Copy exactly the lines of the records below, and only those lines, beginning with the line that contains "query | green lawn" and ending with the line that contains "query | tall grass".

Data:
*-*-*

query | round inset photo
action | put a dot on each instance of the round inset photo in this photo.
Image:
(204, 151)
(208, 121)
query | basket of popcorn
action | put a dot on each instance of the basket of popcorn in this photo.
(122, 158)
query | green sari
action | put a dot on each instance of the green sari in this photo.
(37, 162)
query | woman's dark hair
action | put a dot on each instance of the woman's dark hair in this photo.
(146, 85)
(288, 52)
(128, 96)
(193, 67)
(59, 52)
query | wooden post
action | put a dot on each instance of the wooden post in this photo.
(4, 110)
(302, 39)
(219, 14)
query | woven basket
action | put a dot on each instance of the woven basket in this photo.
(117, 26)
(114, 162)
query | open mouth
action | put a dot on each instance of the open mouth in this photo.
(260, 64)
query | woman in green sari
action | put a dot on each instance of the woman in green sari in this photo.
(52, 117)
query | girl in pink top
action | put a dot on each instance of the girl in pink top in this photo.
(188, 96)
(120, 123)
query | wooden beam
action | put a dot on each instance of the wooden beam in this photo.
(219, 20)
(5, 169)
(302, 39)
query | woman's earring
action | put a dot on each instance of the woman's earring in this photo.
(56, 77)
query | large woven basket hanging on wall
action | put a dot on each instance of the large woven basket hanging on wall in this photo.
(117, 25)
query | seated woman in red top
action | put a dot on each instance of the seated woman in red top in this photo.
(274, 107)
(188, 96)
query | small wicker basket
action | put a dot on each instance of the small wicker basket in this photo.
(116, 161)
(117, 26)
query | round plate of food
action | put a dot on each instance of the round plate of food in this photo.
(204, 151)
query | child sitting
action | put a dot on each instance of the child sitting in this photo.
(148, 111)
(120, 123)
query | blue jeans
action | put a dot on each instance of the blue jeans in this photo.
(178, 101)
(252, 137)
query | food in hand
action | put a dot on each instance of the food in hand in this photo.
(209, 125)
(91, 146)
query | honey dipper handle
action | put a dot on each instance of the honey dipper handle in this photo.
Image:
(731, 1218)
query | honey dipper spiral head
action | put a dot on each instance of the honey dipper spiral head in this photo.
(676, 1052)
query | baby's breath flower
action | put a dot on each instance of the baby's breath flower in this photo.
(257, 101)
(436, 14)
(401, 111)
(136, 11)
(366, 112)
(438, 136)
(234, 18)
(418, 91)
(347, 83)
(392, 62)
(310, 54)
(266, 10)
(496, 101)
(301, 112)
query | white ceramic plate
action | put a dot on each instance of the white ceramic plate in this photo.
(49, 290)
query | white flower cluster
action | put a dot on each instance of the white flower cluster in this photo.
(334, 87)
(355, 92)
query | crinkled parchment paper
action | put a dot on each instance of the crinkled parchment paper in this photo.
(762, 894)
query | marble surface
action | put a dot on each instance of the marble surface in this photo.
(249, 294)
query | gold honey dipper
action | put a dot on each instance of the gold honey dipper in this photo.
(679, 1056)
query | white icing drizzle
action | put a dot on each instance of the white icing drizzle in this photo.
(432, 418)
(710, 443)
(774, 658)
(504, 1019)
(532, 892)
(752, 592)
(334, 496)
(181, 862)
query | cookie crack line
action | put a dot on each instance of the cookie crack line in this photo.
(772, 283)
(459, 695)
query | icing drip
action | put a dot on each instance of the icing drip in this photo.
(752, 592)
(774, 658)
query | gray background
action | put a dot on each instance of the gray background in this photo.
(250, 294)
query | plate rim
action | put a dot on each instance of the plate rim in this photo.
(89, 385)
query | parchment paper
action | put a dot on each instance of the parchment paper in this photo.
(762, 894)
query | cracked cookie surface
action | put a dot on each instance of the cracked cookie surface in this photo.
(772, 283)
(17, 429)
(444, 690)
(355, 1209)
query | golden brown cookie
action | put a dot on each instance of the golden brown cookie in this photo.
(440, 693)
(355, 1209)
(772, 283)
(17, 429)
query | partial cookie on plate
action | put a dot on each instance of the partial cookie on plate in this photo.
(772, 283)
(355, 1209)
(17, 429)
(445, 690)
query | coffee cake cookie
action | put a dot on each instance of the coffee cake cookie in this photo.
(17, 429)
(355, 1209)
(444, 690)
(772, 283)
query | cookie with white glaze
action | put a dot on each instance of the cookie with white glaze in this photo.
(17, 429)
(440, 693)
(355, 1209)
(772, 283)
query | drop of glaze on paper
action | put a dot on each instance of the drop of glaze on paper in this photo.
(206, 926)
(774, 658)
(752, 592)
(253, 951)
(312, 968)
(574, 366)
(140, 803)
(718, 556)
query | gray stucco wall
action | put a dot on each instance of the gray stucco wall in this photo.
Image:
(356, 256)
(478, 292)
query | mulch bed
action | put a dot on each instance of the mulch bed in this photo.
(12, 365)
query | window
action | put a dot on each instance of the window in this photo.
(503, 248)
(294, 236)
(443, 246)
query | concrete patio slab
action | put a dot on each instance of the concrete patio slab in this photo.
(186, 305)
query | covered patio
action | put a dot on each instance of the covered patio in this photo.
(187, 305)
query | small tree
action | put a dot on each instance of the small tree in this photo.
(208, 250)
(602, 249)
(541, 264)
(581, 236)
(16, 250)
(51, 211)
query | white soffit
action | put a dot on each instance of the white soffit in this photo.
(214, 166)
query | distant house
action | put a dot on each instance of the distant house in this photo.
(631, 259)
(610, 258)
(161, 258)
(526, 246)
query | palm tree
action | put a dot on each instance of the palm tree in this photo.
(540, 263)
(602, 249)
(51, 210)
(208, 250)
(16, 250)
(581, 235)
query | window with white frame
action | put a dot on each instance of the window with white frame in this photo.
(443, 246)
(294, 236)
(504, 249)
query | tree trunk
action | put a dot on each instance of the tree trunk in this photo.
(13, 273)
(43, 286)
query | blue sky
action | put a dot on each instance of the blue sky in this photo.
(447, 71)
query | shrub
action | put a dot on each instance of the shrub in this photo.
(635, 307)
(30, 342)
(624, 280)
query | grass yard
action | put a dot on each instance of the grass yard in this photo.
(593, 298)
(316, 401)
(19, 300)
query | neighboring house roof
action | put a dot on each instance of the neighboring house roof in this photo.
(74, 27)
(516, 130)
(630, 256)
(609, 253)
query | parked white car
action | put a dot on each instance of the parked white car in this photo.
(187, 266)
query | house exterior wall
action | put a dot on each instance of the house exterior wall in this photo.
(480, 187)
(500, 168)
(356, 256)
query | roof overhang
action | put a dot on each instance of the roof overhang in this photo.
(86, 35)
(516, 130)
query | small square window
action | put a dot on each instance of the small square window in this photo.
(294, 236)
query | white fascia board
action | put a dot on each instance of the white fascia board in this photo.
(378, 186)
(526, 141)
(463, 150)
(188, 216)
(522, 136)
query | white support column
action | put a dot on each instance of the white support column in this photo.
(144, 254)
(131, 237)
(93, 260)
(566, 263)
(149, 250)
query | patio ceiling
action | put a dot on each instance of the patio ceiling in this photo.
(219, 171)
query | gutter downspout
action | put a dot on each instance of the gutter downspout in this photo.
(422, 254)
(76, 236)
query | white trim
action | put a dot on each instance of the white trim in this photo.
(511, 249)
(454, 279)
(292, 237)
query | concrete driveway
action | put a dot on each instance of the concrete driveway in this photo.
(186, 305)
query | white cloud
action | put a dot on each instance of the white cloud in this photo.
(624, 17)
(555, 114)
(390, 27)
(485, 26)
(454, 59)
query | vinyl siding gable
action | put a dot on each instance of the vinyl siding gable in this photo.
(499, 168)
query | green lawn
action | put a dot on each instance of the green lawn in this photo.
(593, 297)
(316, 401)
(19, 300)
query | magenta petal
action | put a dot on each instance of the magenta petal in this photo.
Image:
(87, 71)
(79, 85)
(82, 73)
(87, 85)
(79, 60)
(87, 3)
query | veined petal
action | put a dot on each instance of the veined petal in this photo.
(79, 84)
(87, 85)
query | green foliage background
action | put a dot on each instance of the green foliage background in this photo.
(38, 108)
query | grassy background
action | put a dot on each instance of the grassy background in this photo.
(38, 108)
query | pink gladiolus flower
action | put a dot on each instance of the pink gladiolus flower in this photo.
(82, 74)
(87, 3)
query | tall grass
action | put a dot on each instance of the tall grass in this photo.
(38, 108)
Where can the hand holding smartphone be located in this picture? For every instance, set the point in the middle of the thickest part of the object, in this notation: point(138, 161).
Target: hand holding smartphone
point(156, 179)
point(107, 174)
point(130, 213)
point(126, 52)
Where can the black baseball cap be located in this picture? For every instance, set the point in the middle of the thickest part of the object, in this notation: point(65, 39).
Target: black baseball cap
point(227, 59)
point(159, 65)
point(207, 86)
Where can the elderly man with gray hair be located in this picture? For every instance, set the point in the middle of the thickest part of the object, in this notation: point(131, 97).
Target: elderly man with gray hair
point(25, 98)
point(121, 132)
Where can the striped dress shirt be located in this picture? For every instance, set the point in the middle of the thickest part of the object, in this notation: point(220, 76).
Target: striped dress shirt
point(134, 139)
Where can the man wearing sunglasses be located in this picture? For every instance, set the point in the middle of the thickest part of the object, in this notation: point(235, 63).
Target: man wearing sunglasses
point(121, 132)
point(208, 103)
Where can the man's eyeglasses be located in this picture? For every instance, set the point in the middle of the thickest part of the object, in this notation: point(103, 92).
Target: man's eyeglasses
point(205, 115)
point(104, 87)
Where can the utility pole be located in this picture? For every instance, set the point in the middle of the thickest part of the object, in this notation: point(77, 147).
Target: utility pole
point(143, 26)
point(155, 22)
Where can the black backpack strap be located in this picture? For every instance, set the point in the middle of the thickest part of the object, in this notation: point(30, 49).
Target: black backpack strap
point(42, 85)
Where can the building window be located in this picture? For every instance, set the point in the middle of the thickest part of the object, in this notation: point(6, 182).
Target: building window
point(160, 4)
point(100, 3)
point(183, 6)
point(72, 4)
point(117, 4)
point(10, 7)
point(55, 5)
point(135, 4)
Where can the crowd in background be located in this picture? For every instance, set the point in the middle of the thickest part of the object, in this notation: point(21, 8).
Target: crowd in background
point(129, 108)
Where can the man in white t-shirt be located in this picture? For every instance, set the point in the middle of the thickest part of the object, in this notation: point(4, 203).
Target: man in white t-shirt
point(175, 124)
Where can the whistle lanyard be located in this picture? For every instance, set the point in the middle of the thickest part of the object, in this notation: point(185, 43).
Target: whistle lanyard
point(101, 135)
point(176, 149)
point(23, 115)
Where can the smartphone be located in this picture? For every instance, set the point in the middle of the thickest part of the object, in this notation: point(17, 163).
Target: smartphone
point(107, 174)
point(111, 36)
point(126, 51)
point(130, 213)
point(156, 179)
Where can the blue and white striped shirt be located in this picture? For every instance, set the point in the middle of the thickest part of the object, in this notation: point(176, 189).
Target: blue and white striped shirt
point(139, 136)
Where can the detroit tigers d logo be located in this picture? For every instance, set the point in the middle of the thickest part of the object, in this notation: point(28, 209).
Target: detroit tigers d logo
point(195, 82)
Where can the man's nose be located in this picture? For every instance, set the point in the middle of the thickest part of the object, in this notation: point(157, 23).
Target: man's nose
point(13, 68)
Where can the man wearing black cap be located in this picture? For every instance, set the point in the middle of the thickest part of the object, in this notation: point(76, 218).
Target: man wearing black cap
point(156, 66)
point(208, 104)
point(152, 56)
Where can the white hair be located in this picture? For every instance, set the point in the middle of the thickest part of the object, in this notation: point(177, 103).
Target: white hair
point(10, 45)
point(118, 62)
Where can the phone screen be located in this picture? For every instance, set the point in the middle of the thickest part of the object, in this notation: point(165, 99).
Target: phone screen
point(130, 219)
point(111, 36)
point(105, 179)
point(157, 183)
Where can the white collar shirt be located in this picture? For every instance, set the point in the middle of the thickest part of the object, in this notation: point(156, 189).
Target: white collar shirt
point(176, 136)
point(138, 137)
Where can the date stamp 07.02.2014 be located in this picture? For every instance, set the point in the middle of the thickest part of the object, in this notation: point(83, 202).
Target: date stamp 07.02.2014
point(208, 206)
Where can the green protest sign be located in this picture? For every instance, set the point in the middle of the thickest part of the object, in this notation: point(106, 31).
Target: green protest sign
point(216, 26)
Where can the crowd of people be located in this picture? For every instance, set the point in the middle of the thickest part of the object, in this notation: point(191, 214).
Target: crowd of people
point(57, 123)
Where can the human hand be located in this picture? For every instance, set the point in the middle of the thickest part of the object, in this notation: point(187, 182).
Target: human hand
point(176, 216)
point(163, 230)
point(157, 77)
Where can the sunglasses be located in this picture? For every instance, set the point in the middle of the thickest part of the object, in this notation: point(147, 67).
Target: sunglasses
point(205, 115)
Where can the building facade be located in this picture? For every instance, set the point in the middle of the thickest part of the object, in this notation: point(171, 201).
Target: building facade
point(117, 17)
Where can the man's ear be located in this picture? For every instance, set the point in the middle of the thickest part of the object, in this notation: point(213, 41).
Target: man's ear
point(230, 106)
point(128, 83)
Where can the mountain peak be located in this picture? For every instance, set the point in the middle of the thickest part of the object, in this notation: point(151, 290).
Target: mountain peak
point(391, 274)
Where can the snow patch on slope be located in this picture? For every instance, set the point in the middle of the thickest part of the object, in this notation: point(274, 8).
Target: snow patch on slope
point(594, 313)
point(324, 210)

*-*-*

Answer:
query | green lawn
action | put a dot on each instance of the green lawn in this photo.
(593, 297)
(316, 401)
(19, 300)
query | magenta petal
action | put a dot on each instance of the magenta petal in this photo.
Image:
(87, 71)
(79, 85)
(82, 73)
(87, 85)
(79, 60)
(87, 3)
query | veined petal
action | put a dot on each instance of the veined petal in this photo.
(79, 84)
(87, 85)
query | green foliage background
action | put a dot on each instance of the green foliage background in this photo.
(38, 108)
query | grassy background
action | put a dot on each instance of the grassy background in this photo.
(38, 108)
query | pink gladiolus flower
action | put a dot on each instance of the pink gladiolus flower in this photo.
(82, 74)
(87, 3)
query | tall grass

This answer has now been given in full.